Problem details →
Below are some records; retype all of them exactly.

Named object pointing entries:
____
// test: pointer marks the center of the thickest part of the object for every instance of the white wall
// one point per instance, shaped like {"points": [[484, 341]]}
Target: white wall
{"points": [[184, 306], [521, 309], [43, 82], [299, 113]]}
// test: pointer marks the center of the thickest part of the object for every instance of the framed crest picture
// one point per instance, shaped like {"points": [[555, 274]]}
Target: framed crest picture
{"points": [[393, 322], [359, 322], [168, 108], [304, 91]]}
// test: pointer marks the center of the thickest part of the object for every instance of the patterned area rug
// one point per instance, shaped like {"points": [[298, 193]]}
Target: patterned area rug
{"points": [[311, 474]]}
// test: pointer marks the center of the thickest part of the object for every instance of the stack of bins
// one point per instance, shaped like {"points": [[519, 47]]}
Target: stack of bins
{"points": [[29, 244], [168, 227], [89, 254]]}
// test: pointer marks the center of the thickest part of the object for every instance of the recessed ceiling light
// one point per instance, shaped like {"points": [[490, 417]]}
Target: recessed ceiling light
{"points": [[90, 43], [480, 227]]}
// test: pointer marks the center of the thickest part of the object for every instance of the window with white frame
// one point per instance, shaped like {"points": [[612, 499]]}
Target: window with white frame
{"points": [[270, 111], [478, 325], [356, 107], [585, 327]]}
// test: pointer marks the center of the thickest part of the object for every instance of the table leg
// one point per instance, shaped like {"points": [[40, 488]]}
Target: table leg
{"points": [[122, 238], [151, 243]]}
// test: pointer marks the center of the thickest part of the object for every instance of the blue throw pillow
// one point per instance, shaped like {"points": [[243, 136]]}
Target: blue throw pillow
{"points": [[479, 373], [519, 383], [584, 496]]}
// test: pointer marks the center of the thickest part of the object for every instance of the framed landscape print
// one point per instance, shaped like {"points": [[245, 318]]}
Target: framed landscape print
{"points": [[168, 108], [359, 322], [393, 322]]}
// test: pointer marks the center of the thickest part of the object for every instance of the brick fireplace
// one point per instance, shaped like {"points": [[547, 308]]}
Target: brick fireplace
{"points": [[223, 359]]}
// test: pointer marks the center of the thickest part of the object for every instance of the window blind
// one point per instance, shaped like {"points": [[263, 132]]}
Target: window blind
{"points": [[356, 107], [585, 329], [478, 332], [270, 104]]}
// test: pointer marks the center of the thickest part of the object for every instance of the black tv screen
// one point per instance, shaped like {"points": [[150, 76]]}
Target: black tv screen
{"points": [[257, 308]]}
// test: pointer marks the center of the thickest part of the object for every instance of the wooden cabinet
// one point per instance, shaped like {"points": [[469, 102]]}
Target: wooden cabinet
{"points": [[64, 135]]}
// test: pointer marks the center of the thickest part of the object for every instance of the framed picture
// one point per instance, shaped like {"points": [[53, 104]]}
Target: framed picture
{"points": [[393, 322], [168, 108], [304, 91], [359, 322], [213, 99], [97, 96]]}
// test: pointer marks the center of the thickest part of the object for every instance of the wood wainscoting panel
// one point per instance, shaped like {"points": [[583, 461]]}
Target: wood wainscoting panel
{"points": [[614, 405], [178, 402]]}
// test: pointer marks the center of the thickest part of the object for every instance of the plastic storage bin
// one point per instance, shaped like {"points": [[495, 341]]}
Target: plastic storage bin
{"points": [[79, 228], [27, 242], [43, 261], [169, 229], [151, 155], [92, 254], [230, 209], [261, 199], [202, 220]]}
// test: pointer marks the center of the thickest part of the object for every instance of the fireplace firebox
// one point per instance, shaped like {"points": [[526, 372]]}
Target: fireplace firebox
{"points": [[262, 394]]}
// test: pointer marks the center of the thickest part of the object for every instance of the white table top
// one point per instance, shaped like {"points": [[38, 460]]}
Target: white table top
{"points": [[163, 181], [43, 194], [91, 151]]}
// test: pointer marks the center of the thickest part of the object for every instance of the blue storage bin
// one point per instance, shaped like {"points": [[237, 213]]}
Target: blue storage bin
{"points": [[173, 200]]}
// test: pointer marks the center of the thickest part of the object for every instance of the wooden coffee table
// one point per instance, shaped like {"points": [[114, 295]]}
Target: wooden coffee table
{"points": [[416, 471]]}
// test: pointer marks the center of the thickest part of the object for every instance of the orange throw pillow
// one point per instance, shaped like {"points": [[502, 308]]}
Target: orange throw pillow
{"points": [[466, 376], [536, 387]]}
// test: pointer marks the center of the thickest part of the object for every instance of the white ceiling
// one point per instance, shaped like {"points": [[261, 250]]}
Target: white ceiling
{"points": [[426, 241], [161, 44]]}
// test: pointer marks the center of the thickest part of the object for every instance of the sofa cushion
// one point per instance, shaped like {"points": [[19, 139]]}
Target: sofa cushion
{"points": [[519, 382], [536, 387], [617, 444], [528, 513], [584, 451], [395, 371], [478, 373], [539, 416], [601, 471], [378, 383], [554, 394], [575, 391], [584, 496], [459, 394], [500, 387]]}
____
Full solution →
// test: pointer marks the center of the thickest part of the object for every instance of the white wall
// one point per instance, shaped like {"points": [[484, 341]]}
Target: white wall
{"points": [[184, 306], [521, 309], [43, 82], [299, 113]]}
// test: pointer marks the center of the thickest part of the object for every instance of the framed crest picture
// one point per instance, shaped like {"points": [[555, 274]]}
Target: framed crest picture
{"points": [[393, 322], [359, 322], [168, 108], [304, 91]]}
// test: pointer marks the center of the thickest part of the object for every instance of the patterned area rug
// one point per instance, shaped like {"points": [[298, 193]]}
Target: patterned area rug
{"points": [[311, 474]]}
// test: pointer marks the center of the thickest part of the object for every instance of the stack of bins
// one point per instance, shaped like {"points": [[519, 47]]}
Target: stack of bins
{"points": [[29, 244], [168, 227], [89, 254]]}
// test: pointer marks the center of the thickest part of the object for every instance of the recessed ceiling light
// one point per instance, shaped like {"points": [[490, 417]]}
Target: recessed ceiling light
{"points": [[90, 43], [480, 227]]}
// test: pointer marks the center of the thickest part of the object for every instance of the window with white frame
// one point per instance, shaped like {"points": [[612, 499]]}
Target: window with white frame
{"points": [[270, 111], [478, 325], [356, 107], [585, 327]]}
// test: pointer marks the center of the thickest part of the object for every instance of the table leg
// one point per instance, shaped like {"points": [[40, 488]]}
Target: table leg
{"points": [[122, 238], [151, 243]]}
// test: pointer marks the center of the thickest part of the object for every instance of the blue throw pillow
// one point per instance, shaped like {"points": [[243, 136]]}
Target: blue throw pillow
{"points": [[479, 373], [519, 383], [584, 496]]}
// test: pointer marks the center of the thickest part of the object for every instance of the framed landscape print
// one point per instance, shaped like {"points": [[245, 318]]}
Target: framed landscape print
{"points": [[168, 108], [359, 322], [393, 322]]}
// test: pointer marks the center of the thickest part of the object for every instance of the brick fireplace
// one point per instance, shaped like {"points": [[547, 308]]}
Target: brick fireplace
{"points": [[223, 359]]}
// test: pointer marks the center of the thickest part of the object for every instance of the window blind
// one point per instance, shaped like {"points": [[263, 132]]}
Target: window blind
{"points": [[356, 107], [585, 329], [478, 332], [270, 104]]}
// test: pointer marks the center of the thickest part of the object for every instance of the black tv screen
// one point per instance, shaped like {"points": [[150, 76]]}
Target: black tv screen
{"points": [[257, 308]]}
// test: pointer marks the center of the thickest part of the object for every instance of the wooden cabinet
// one point per instance, shaped like {"points": [[469, 102]]}
Target: wooden cabinet
{"points": [[64, 135]]}
// test: pointer marks the center of the thickest part of the object for every instance of the framed picture
// one point per instance, shaped like {"points": [[53, 104]]}
Target: framed picture
{"points": [[393, 322], [168, 108], [304, 91], [359, 322], [213, 99], [97, 96]]}
// test: pointer marks the center of the thickest part of the object for every instance of the wood wainscoting panel
// one point per instance, shaped like {"points": [[583, 461]]}
Target: wood wainscoting panel
{"points": [[614, 405], [178, 402]]}
// test: pointer marks the center of the thickest part of the object for every instance of the plastic storage bin
// one point per instance, shaped like {"points": [[495, 341]]}
Target: plastic storage bin
{"points": [[79, 228], [27, 242], [43, 261], [169, 229], [151, 155], [92, 254], [230, 209], [261, 199], [202, 220]]}
// test: pointer marks the center of the thickest part of the object for every instance of the fireplace firebox
// one point per instance, shaped like {"points": [[526, 372]]}
Target: fireplace firebox
{"points": [[262, 394]]}
// test: pointer marks the center of the thickest part of the object for every instance of the white table top
// one point per instance, shaped like {"points": [[38, 460]]}
Target: white table top
{"points": [[163, 181], [43, 194], [91, 151]]}
// test: pointer marks the center of the thickest part of the object for every instance of the blue storage bin
// one point per instance, shaped like {"points": [[237, 213]]}
Target: blue storage bin
{"points": [[173, 200]]}
// test: pointer marks the center of the thickest part of the object for every instance of the wooden coffee table
// one point per instance, shaped like {"points": [[114, 295]]}
Target: wooden coffee table
{"points": [[416, 471]]}
// test: pointer marks the center of the thickest part of the object for every instance of the orange throw pillow
// one point per instance, shaped like {"points": [[502, 308]]}
Target: orange throw pillow
{"points": [[466, 376], [536, 387]]}
// test: pointer marks the center of the thickest part of the object for every instance of the white ceiling
// one point per instance, shaped like {"points": [[261, 250]]}
Target: white ceiling
{"points": [[426, 241], [161, 44]]}
// test: pointer marks the center of the thickest part of the object for every instance of the sofa cushion
// one point per instance, shaped like {"points": [[19, 139]]}
Target: sofa cushion
{"points": [[519, 382], [536, 387], [617, 444], [528, 513], [584, 451], [395, 371], [478, 373], [539, 416], [601, 471], [378, 383], [554, 394], [575, 391], [584, 496], [459, 394], [500, 387]]}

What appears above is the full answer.